▸ **Entradas de indicação de objetos rotulados**:
^^^^^^^^
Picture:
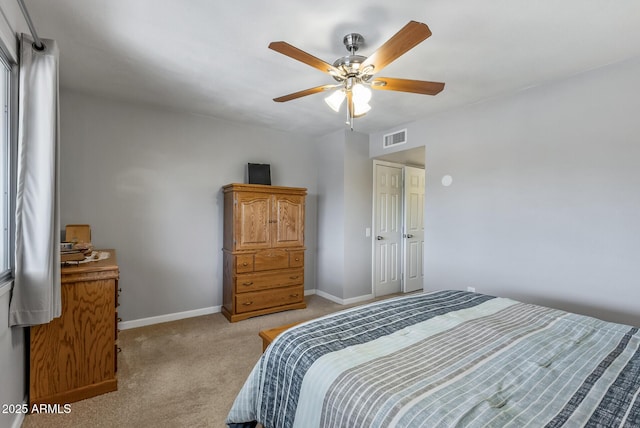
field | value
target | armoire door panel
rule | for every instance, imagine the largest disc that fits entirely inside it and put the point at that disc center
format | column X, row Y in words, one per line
column 288, row 221
column 253, row 227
^^^^^^^^
▸ **Desafio**: Devolva, sem nenhuma alteração, as linhas de todas as entradas acima. Omita as imagens na resposta.

▸ **A resposta**:
Picture:
field | value
target | armoire door panel
rule | for every instance, imagine the largest disc that fits entirely inside it and put the point at that disc center
format | column X, row Y in words, one per line
column 288, row 221
column 253, row 227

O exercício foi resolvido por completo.